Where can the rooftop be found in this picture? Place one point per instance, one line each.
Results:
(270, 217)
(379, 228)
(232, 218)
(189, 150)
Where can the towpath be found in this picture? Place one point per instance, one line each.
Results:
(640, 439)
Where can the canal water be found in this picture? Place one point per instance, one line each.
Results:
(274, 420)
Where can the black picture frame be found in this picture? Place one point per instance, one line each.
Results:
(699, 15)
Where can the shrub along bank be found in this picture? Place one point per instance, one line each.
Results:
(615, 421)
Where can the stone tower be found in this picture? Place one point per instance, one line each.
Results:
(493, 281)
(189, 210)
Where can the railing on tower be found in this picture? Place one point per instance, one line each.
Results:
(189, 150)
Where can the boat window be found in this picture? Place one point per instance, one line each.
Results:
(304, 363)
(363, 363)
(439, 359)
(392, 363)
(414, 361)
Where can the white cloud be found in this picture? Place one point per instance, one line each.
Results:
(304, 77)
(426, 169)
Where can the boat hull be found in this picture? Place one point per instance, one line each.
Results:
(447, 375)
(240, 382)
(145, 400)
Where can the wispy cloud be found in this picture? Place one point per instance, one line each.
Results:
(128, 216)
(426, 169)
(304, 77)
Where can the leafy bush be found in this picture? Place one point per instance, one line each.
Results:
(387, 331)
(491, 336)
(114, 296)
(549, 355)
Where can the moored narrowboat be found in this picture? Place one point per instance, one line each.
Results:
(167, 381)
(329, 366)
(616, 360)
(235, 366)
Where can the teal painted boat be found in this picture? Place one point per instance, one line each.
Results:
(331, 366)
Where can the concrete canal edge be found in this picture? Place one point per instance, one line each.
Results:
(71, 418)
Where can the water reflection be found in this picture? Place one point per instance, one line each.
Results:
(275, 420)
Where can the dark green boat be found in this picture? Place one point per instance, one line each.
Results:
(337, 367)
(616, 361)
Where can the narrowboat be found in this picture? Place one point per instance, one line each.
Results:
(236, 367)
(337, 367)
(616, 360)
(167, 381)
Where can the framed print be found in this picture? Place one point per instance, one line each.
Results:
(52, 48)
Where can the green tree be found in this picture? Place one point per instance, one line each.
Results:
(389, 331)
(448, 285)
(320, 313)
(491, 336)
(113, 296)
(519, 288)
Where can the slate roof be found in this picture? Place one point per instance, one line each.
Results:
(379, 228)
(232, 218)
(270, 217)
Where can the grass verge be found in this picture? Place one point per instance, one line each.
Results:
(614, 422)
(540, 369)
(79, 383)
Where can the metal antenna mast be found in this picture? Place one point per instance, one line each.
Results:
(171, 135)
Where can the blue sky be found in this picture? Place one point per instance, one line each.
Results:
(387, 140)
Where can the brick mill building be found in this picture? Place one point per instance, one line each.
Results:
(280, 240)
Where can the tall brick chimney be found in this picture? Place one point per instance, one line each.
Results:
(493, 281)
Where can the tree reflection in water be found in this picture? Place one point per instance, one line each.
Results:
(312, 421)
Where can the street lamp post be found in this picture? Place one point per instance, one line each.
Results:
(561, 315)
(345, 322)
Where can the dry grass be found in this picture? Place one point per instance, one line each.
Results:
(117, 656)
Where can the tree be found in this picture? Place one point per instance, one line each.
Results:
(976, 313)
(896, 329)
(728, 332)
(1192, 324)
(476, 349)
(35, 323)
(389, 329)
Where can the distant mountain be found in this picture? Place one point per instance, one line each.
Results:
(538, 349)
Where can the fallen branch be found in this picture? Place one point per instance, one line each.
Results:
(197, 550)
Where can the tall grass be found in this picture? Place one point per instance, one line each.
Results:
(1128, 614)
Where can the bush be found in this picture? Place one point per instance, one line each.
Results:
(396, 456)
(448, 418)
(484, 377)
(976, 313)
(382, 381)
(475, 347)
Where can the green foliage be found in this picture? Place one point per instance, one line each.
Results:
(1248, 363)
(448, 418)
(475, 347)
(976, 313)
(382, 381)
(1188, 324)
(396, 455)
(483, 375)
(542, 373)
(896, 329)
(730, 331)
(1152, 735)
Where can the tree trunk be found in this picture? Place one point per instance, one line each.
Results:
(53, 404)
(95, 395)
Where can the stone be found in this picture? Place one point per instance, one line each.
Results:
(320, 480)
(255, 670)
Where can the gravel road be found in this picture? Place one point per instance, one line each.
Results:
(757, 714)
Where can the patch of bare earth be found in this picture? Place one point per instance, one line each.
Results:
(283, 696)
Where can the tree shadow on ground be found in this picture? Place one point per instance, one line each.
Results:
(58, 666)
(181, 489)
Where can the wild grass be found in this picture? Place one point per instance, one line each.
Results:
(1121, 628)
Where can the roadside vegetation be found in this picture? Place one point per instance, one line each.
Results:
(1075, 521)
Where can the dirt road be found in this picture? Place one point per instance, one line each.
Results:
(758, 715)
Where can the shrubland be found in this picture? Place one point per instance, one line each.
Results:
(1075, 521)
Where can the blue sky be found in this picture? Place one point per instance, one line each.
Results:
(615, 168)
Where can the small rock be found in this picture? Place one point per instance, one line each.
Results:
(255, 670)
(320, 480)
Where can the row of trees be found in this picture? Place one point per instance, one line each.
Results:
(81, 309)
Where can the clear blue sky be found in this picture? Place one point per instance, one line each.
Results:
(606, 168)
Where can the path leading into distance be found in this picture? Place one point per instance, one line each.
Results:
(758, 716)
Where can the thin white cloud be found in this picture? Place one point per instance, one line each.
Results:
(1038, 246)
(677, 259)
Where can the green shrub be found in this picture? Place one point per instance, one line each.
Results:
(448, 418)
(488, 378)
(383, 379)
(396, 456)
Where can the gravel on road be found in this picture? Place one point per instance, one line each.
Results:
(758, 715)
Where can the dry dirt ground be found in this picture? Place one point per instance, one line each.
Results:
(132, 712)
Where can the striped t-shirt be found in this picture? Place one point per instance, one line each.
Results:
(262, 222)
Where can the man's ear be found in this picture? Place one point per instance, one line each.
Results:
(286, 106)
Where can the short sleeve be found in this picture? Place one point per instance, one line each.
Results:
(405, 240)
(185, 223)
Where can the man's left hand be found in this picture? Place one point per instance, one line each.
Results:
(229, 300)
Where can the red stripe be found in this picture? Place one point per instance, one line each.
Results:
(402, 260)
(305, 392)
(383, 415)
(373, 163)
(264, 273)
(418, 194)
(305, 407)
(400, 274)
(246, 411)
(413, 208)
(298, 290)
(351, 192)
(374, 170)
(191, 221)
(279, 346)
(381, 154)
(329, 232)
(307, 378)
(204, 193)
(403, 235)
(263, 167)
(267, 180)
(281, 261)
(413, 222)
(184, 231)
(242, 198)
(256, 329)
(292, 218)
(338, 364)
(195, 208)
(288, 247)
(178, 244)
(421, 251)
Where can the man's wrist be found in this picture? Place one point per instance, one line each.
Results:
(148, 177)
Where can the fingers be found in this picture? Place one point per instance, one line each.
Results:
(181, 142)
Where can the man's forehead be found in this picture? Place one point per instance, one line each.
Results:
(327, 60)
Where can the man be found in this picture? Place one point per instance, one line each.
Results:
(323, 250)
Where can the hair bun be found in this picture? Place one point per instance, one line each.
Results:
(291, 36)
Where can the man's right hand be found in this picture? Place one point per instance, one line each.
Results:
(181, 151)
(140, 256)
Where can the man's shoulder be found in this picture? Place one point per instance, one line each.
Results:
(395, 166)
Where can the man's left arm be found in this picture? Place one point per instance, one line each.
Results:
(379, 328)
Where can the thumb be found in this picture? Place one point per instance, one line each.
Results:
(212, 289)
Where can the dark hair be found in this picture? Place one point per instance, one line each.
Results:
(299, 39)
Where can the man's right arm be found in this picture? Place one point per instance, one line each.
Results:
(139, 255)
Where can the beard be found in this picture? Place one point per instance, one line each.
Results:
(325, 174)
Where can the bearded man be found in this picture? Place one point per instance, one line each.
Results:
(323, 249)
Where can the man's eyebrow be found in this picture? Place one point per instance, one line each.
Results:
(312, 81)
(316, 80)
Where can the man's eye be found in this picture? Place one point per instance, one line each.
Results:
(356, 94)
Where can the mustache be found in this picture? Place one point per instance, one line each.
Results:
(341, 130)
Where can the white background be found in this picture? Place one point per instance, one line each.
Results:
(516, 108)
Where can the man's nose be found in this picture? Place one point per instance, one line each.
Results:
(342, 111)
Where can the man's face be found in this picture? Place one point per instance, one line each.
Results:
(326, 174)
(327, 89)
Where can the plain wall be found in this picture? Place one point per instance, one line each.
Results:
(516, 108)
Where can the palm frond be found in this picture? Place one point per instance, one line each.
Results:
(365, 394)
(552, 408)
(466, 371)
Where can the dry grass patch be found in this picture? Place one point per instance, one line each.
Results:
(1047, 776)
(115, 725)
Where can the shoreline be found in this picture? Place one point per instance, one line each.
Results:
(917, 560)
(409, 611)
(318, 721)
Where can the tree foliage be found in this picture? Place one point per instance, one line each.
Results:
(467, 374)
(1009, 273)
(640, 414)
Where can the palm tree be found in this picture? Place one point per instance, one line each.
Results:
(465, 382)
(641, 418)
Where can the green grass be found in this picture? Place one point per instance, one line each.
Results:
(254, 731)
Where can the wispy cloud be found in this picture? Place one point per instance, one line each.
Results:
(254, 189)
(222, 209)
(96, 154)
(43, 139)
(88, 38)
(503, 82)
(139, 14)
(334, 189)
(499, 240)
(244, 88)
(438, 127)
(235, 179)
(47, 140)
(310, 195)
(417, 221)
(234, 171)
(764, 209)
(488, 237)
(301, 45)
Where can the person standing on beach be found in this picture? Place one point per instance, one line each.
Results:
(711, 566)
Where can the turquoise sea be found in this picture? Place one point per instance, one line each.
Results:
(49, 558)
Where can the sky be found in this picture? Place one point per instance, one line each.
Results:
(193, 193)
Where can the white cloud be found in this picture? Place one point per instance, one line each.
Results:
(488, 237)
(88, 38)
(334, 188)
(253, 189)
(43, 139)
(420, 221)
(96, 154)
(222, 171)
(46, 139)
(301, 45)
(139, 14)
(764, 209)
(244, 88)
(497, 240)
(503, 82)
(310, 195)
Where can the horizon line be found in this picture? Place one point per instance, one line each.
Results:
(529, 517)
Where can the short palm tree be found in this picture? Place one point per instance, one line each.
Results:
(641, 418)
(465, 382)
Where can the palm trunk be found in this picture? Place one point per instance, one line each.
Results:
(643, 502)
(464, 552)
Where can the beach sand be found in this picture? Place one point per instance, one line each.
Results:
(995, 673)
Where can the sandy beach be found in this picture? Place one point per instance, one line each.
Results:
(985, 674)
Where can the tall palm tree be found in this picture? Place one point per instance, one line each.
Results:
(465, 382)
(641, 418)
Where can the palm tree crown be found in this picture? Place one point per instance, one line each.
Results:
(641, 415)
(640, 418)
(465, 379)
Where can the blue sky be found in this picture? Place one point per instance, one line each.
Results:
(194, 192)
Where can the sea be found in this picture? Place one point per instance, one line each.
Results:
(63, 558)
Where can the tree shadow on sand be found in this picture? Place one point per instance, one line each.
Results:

++++++

What is required: Copy nothing beyond the line containing "Where can the shrub along". Transcribe exactly from the first line of the entries down to that line, inclusive.

Answer to the problem:
Where can the rooftop be found in this picture? Place one point per instance, one line each.
Results:
(270, 217)
(379, 228)
(232, 218)
(189, 150)
Where can the towpath be found in this picture? Place one point per instance, one line each.
Results:
(640, 439)
Where can the canal water be found in this picture? Place one point per instance, one line each.
Results:
(274, 420)
Where can the black picture frame be found in this picture? Place one point per instance, one line each.
Results:
(699, 15)
Where can the shrub along bank be found in this picture? Place one point per instance, one line each.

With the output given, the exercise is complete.